§ EXERCISE PASSAGE

*** Begin section ***

Earlier this week we high-lighted the 10 most common mistakes made by those who have had bariatric/weight-loss surgery. The first (and some would say the most important) mistake you could make is failing to adhere to your vitamin, mineral and/or supplement recommendations and regime. Here it is again just to remind you …
This regime is very personal to you and will have been outlined by your own bariatric team. At the very simplest it will usually include a multi-vitamin formulation and in addition may have a calcium supplement (with Vit D), iron supplement, and B12 formulation (spray, tablet or injection). Some other specific supplements may also be prescribed depending upon your lab results/blood tests.
To say taking and needing these are vital is an understatement and it is important that you do take them regularly and for the rest of your life. Why?

*** End section ***

§ TO DO
In the passage on bariatric supplements, what forms can the B12 formulation take? The records that come next are separate material and have no connection to the passage on bariatric supplements.

§ INFORMATION PROVIDED
*** Begin section ***

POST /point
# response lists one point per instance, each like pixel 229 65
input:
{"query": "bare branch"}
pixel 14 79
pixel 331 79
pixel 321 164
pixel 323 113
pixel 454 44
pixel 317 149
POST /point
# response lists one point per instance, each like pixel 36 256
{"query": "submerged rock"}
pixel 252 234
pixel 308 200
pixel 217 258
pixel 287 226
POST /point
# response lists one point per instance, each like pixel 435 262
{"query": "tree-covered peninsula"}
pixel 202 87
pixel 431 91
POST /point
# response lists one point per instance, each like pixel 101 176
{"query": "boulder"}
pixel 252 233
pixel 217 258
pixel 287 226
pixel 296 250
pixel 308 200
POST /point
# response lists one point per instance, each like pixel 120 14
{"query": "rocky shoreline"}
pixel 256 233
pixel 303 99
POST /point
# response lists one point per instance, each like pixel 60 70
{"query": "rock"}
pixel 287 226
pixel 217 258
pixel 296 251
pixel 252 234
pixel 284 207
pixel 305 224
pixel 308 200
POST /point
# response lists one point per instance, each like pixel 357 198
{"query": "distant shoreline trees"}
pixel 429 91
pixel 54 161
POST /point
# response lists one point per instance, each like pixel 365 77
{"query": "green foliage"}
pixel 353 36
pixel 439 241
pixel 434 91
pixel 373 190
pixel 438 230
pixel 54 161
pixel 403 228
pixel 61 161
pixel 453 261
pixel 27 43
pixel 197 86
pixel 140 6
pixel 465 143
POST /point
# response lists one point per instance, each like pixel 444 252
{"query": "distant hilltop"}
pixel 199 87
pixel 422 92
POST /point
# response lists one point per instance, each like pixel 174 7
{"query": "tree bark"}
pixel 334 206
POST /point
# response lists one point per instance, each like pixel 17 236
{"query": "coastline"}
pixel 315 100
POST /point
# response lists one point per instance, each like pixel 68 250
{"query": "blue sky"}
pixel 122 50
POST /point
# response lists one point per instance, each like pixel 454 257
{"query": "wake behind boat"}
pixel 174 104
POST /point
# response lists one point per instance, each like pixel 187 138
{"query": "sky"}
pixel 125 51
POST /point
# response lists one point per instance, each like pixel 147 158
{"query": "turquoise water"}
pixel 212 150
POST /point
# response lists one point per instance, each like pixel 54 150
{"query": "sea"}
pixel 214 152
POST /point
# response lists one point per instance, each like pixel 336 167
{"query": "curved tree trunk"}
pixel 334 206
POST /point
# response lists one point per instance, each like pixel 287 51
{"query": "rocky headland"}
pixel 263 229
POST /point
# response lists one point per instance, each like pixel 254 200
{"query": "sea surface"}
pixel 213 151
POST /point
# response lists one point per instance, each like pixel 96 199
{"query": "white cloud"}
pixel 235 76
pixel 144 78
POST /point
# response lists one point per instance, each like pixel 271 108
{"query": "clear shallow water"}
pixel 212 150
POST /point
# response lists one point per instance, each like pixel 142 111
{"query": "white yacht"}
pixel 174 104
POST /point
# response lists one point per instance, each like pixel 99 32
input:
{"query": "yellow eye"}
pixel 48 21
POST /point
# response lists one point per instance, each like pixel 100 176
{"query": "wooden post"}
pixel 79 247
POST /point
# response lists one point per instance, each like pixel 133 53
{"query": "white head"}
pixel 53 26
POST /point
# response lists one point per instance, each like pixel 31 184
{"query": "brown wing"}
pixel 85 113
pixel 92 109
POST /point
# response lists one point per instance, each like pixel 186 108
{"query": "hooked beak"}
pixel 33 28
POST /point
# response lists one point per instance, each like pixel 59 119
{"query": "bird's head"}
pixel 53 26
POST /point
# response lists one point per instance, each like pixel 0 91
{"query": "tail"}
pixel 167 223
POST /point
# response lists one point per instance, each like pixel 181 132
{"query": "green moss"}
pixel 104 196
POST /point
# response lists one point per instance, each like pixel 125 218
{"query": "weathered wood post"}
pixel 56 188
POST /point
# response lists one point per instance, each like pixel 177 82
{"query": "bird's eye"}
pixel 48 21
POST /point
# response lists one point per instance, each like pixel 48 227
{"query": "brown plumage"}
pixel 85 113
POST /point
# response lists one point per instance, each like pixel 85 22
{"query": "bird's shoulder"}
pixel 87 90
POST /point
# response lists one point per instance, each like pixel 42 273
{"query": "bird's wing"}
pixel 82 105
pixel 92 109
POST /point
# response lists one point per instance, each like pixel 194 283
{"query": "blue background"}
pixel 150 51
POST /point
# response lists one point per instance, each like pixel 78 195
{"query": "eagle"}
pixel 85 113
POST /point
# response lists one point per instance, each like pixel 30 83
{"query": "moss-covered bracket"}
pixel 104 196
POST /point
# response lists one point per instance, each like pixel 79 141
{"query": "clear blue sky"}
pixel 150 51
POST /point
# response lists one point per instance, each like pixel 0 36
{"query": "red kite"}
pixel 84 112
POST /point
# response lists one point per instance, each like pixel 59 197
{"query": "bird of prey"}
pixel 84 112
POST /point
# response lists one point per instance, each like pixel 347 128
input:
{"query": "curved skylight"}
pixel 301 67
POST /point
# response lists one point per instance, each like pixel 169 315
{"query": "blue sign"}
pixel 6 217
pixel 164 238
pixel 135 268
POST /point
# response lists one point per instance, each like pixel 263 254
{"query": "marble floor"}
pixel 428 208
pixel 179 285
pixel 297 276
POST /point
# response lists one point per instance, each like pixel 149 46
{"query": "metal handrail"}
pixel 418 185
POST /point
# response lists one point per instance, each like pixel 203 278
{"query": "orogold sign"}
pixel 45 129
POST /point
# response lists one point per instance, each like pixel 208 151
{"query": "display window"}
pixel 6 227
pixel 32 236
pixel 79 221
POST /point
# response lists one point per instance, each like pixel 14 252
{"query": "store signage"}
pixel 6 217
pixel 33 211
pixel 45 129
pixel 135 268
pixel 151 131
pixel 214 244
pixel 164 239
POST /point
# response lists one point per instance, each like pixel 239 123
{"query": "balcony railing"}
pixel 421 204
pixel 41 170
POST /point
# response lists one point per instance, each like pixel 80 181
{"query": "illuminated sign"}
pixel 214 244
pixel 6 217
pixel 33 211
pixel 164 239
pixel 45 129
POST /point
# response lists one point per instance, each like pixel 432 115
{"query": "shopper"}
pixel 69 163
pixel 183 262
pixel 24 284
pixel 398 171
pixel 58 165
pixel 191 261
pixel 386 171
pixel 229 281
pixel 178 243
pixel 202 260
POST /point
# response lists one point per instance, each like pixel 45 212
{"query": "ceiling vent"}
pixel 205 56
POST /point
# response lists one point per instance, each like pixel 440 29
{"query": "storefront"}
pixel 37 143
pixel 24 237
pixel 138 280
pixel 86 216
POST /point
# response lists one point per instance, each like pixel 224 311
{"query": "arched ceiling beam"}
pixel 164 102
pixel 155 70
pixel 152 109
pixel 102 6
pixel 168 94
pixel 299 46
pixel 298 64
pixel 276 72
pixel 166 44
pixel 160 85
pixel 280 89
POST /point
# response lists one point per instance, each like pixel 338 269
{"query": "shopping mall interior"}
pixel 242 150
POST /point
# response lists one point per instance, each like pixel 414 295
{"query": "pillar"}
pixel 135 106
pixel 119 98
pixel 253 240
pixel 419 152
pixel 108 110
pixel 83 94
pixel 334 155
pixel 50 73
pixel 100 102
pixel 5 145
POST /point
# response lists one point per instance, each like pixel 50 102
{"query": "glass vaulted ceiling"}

*** End section ***

§ SOLUTION TO THIS EXERCISE
Spray, tablet or injection.